Discussion on Lecture 10

Peer Kunstmann, 2023/01/30 14:43, 2023/01/30 15:00

Dear lecturers,

I am a bit late … Nevertheless, two remarks on the proof of Lemma 8.5:

- On p. 121, line -3, the left hand side should be divided by $m (x)$ .

- On p. 122, line 4, it should read $b (x, y) (u (x) f (x) - u (y) f (y))$ .

In Corollary 8.8 (p. 123) it should read $\dots \geq Q_{u} (φ / u) \geq 0,$ since Theorem 8.7 yields $= Q_{u} (φ / u)$ in line 6 of the proof (of Corollary 8.8). Moreover, this is what is written in the proof of Theorem 8.10 (p. 124, line 17).

Best, Peer

Christian Seifert, 2023/01/30 16:38

Dear Peer,

Many thanks for spotting the typos!

Best, Christian

Patrizio Bifulco, 2023/01/27 09:40

Dear lecturers,

many thanks for this very interesting lecture!

In Bonus Exercise 1, I believe you want the graph to be connected and $u$ non-trivial, right?

Otherwise, in the case that the underlying graph is not connected, one can consider a graph with three vertices $x, y, z$ and one edge connecting two of them, say $x$ and $y$ (and no potential, i.e. $c \equiv 0$ ). Then for $u$ given by $u (x) = u (y) = 1$ and $u (z) = 0$ and $w = 1 - u$ we get $(L - w) u = 0$ but also $0 = D e g (z) < w (z) = 1$ .

In the case that $u \equiv 0$ , one can consider a path graph with two vertices and standard weights and just choose $w : X \to R$ larger than $1$ in one of the vertices.

Best wishes, Patrizio

Christian Seifert, 2023/01/30 16:33

Dear Patrizio,

Many thanks; your are right soncerning the two assumptions.

Best, Christian

Joachim Hofmann, 2023/01/18 11:57

Dear all,

first of all thanks for the new lecture to the organisers. I have the following problem: In the last part of proof of Theorem 8.1 respectively in Remark 8.2 it is not clear to me why there is no non-trivial supersolution for $λ = \frac{deg (x)}{m (x)}$ in the case where the infimum is not attained.

Challenges:
a – Name each distinct person who posted in the Lecture 10 discussion thread above.
b – Carry on the Lecture 10 discussion thread from the point where it stops.

Data lines:
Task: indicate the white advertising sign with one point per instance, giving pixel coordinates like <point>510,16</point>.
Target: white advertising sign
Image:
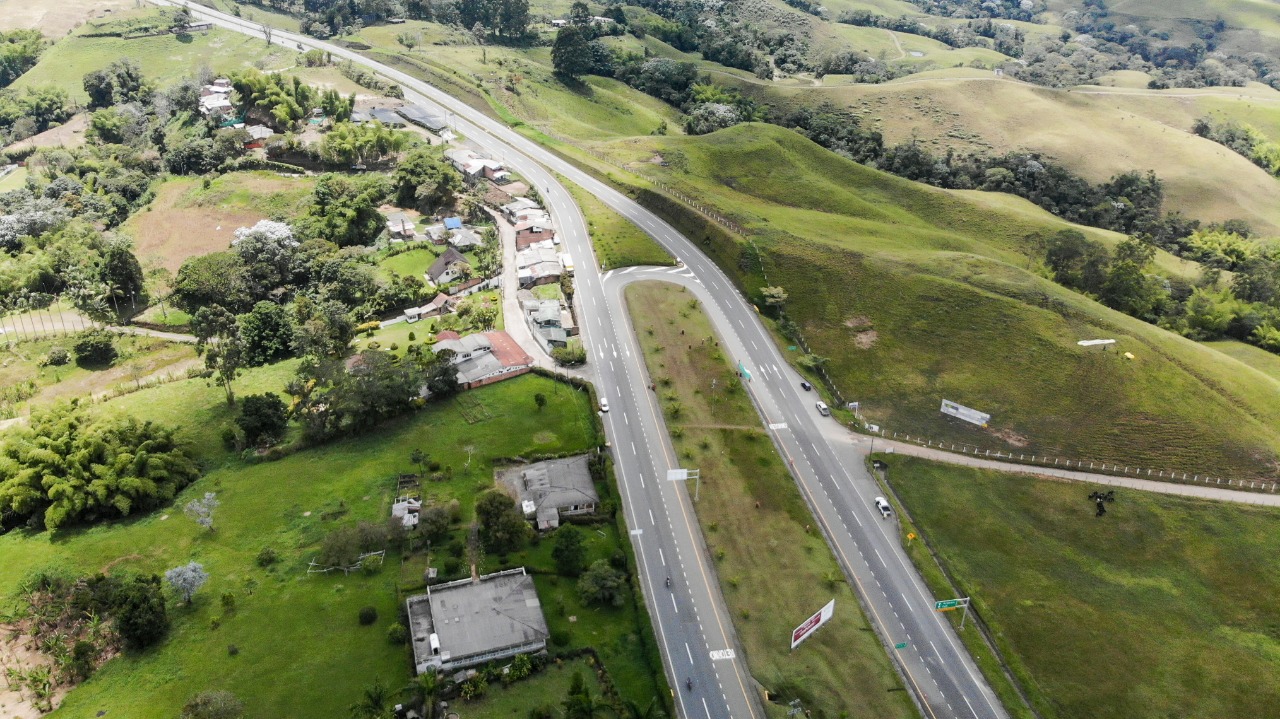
<point>812,623</point>
<point>965,413</point>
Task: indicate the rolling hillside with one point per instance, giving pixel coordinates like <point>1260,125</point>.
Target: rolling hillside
<point>1096,132</point>
<point>917,294</point>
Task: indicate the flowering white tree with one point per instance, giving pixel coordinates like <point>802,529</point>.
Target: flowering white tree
<point>711,117</point>
<point>201,509</point>
<point>266,250</point>
<point>187,580</point>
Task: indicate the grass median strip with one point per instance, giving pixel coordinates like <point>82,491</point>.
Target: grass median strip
<point>773,566</point>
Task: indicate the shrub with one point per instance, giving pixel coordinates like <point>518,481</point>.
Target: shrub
<point>56,357</point>
<point>214,705</point>
<point>268,557</point>
<point>263,418</point>
<point>95,348</point>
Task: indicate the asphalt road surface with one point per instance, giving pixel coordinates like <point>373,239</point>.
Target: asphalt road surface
<point>693,626</point>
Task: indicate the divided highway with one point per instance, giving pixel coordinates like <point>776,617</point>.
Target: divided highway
<point>694,628</point>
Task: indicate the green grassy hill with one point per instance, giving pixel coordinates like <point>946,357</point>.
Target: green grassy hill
<point>1150,612</point>
<point>919,294</point>
<point>163,59</point>
<point>1095,132</point>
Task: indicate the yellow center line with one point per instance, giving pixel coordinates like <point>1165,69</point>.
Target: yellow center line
<point>684,512</point>
<point>827,525</point>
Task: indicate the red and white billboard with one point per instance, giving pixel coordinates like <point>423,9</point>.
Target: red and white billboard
<point>812,623</point>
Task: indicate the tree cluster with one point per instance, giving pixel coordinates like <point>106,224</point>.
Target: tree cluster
<point>1247,308</point>
<point>336,398</point>
<point>502,527</point>
<point>73,467</point>
<point>95,614</point>
<point>283,101</point>
<point>1243,140</point>
<point>31,110</point>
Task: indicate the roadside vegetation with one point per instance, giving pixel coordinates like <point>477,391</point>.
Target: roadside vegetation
<point>617,241</point>
<point>1139,613</point>
<point>773,568</point>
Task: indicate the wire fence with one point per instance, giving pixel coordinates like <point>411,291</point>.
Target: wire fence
<point>1112,468</point>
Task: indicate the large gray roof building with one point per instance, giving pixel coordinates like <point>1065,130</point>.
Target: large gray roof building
<point>470,622</point>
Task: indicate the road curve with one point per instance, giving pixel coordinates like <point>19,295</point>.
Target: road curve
<point>937,669</point>
<point>695,635</point>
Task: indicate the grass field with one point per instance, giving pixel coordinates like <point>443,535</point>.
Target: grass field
<point>918,294</point>
<point>617,241</point>
<point>304,627</point>
<point>412,262</point>
<point>1150,612</point>
<point>1096,133</point>
<point>749,503</point>
<point>187,219</point>
<point>56,19</point>
<point>16,179</point>
<point>163,59</point>
<point>142,358</point>
<point>1256,357</point>
<point>547,688</point>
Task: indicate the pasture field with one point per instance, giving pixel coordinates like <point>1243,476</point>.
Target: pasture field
<point>163,59</point>
<point>918,294</point>
<point>1144,613</point>
<point>1095,132</point>
<point>142,360</point>
<point>187,219</point>
<point>301,626</point>
<point>749,502</point>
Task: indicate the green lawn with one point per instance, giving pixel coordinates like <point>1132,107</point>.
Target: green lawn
<point>918,294</point>
<point>1148,612</point>
<point>772,568</point>
<point>410,264</point>
<point>545,688</point>
<point>199,407</point>
<point>301,649</point>
<point>163,59</point>
<point>617,241</point>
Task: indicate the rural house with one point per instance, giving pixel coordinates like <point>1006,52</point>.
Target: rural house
<point>447,268</point>
<point>554,489</point>
<point>470,622</point>
<point>400,225</point>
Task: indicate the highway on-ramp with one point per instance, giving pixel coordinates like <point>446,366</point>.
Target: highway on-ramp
<point>693,624</point>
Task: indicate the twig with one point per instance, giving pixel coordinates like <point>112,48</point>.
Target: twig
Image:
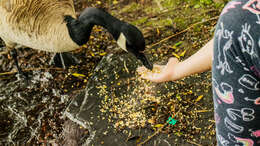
<point>30,69</point>
<point>158,131</point>
<point>191,26</point>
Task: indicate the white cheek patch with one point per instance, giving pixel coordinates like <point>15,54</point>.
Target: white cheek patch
<point>122,42</point>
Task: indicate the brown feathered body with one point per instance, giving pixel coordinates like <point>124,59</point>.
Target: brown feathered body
<point>37,24</point>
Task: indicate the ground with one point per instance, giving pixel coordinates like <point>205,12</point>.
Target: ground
<point>34,113</point>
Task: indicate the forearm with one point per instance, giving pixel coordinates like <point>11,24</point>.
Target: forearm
<point>199,62</point>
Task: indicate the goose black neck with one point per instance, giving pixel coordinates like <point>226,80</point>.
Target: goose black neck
<point>95,16</point>
<point>80,29</point>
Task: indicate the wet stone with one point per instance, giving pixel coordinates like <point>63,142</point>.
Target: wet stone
<point>118,107</point>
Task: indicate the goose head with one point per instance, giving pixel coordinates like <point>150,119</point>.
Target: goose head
<point>131,40</point>
<point>127,36</point>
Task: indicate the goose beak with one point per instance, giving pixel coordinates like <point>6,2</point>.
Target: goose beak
<point>145,61</point>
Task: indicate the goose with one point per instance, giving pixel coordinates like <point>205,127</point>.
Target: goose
<point>52,25</point>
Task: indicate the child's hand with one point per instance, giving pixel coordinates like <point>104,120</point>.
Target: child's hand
<point>160,73</point>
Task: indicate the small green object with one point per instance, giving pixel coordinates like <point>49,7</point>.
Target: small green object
<point>171,121</point>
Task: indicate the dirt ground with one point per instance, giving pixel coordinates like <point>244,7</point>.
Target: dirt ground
<point>171,28</point>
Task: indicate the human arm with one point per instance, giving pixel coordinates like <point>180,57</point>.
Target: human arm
<point>174,70</point>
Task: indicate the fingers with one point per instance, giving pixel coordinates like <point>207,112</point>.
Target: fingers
<point>155,76</point>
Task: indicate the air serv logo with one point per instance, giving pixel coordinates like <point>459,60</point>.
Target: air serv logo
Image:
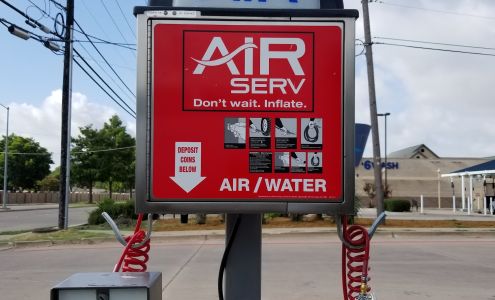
<point>248,71</point>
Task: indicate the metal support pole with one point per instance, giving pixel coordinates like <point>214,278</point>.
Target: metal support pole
<point>6,164</point>
<point>243,269</point>
<point>491,205</point>
<point>438,190</point>
<point>470,203</point>
<point>453,194</point>
<point>63,218</point>
<point>373,110</point>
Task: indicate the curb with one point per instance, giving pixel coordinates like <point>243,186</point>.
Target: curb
<point>163,236</point>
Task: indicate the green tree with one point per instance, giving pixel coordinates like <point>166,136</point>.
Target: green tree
<point>85,162</point>
<point>50,182</point>
<point>118,164</point>
<point>28,162</point>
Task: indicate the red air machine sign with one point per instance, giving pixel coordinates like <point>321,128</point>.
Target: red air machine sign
<point>247,111</point>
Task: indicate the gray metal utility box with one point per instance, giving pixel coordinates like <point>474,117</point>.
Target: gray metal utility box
<point>109,286</point>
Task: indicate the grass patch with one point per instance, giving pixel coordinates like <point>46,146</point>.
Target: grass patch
<point>14,232</point>
<point>61,235</point>
<point>215,223</point>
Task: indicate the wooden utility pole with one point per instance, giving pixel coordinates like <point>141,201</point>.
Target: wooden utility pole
<point>63,211</point>
<point>377,162</point>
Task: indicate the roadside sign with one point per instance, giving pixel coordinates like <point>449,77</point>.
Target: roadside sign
<point>252,114</point>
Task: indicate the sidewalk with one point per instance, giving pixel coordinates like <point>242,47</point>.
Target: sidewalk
<point>26,207</point>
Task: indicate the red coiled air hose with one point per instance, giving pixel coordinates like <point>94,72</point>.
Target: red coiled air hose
<point>354,260</point>
<point>135,258</point>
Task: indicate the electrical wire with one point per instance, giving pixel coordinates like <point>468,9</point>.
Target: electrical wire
<point>103,150</point>
<point>28,18</point>
<point>434,49</point>
<point>104,82</point>
<point>104,59</point>
<point>105,91</point>
<point>98,39</point>
<point>125,19</point>
<point>225,256</point>
<point>434,10</point>
<point>104,71</point>
<point>434,43</point>
<point>113,20</point>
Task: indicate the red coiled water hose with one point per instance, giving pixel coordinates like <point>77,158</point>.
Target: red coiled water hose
<point>134,258</point>
<point>355,257</point>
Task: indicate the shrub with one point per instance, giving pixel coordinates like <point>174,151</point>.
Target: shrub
<point>397,205</point>
<point>114,209</point>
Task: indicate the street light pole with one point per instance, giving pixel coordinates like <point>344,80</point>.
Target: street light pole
<point>386,133</point>
<point>6,162</point>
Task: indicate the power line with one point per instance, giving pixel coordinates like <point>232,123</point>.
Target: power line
<point>113,20</point>
<point>30,21</point>
<point>104,82</point>
<point>434,49</point>
<point>435,43</point>
<point>125,19</point>
<point>104,59</point>
<point>434,10</point>
<point>98,40</point>
<point>27,153</point>
<point>103,89</point>
<point>42,39</point>
<point>103,69</point>
<point>103,150</point>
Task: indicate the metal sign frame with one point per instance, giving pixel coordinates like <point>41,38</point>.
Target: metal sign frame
<point>145,202</point>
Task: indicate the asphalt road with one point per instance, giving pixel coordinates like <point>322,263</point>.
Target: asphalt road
<point>295,267</point>
<point>38,218</point>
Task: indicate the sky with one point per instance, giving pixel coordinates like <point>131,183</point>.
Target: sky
<point>438,98</point>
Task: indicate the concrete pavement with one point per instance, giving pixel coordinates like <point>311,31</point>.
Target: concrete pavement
<point>294,267</point>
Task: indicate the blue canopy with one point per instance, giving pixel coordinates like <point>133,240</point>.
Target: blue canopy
<point>486,166</point>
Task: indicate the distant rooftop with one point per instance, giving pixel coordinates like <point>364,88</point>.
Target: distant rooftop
<point>419,152</point>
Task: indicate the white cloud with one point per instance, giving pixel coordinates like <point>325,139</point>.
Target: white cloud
<point>444,100</point>
<point>43,123</point>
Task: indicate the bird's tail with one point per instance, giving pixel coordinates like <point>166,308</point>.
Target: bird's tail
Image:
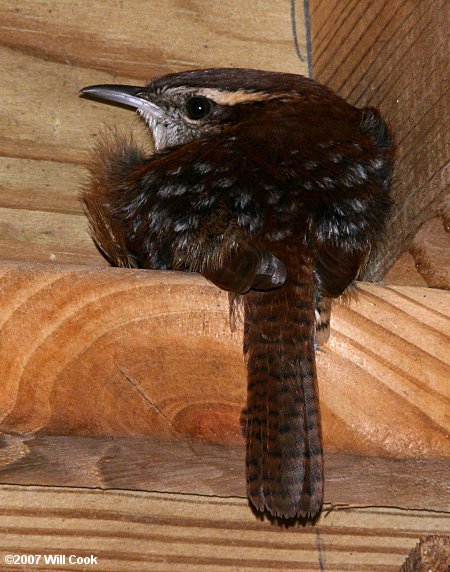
<point>284,451</point>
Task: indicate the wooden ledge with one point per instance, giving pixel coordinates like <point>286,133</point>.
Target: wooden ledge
<point>111,355</point>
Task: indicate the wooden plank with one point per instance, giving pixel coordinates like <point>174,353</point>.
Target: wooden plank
<point>124,353</point>
<point>152,531</point>
<point>144,39</point>
<point>195,466</point>
<point>394,56</point>
<point>47,130</point>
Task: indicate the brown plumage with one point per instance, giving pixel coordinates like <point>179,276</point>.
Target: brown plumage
<point>275,189</point>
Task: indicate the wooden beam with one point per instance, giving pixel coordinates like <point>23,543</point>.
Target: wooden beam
<point>129,530</point>
<point>394,56</point>
<point>114,353</point>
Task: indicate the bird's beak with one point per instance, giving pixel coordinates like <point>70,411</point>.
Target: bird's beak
<point>129,95</point>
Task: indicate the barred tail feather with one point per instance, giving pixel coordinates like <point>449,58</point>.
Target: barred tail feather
<point>284,451</point>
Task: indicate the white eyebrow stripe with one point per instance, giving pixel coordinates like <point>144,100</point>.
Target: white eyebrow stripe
<point>233,97</point>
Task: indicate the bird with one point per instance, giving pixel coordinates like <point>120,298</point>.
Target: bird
<point>275,189</point>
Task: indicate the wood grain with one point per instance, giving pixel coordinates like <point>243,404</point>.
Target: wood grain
<point>152,531</point>
<point>196,466</point>
<point>394,56</point>
<point>49,50</point>
<point>121,353</point>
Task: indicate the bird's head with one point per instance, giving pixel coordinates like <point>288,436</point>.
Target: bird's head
<point>181,107</point>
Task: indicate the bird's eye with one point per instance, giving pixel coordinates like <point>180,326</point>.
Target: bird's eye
<point>198,107</point>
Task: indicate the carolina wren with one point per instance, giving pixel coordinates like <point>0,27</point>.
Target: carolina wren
<point>275,189</point>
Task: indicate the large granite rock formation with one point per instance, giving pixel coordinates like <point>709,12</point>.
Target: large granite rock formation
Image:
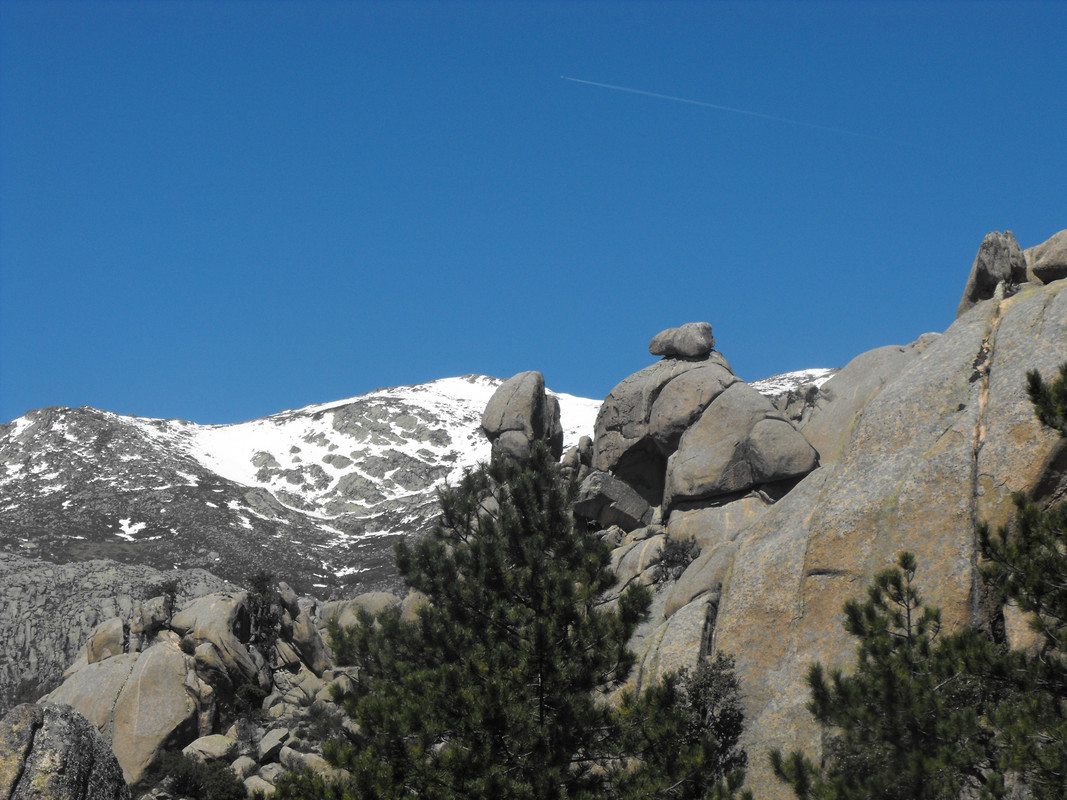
<point>688,429</point>
<point>51,751</point>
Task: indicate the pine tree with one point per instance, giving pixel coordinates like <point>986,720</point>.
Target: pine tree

The responses:
a – Peer Kunstmann, Christian Seifert, Patrizio Bifulco, Joachim Hofmann

b –
And does non-trivial also mean non-constant? Because if we allow constants I think I found the following counter-example: Let $X := N$ , $b (x, y) := | x - y |$ , if $| x - y | = 1$ and $0$ otherwise, $m (x) := x$ as well as $c = 0$ . Then $inf_{x \in X} \frac{deg (x)}{m (x)} = 0$ is not attained but for $λ = 0$ any positive constant function $u$ satisfies $(L - λ) u = 0$ , i.e. $u$ is a supersolution.

Best, Joachim.

Marcel Schmidt, 2023/01/25 11:12, 2023/01/25 11:15

Dear Joachim,

you are correct, there is a mistake in the text. By a non-trvial supersolution we mean a supersolution $f \neq 0$ . In this sense constant functions are non-trivial.

The following is true: In the proof of Theorem 8.1 we show that if there is a nontrivial supersolution to $λ$ , then $\deg (x) / m (x) > λ$ for every $x \in X$ (this uses connectedness of the graph).

At the end of the proof of Theorem 8.1 one needs to justify that for any path $x_{0}, \dots, x_{n}$ from $x$ to $x^{*}$ the constant

$C_{x, x^{*}} (λ) = \prod_{j = 0}^{n - 1} \frac{\deg (x_{j}) - λ m (x_{j})}{b (x_{j}, x_{j + 1})}$

is positive for 'relevant' $λ$ , i.e., for $λ$ with a non-trivial supersolution. But this is guaranteed by the observation $\deg (x) / m (x) > λ$ for every $x \in X$ if there exists a non-trivial supersolution to $λ$ .

My argument also shows that if $λ > inf_{x \in X} \deg (x) / m (x)$ , then there is no non-trivial supersolution to $λ$ . Hence, Remark 8.2 should be adjusted.

Best Marcel

Anna Muranova, 2023/01/17 20:03

Dear lecturers,

thank you for the lecture!

1. I suspect that in Lemma 8.5 it should be $L_{u} = L_{b_{u}, u^{2} w m, u^{2} m}$ instead $L_{u} = L_{b_{u}, u^{2} w, u^{2} m}$ (i.e. one $m$ is missing on the rhs), isn't it? Then in the first equation in the proof there should be additionally $m (x)$ on the l.h.s.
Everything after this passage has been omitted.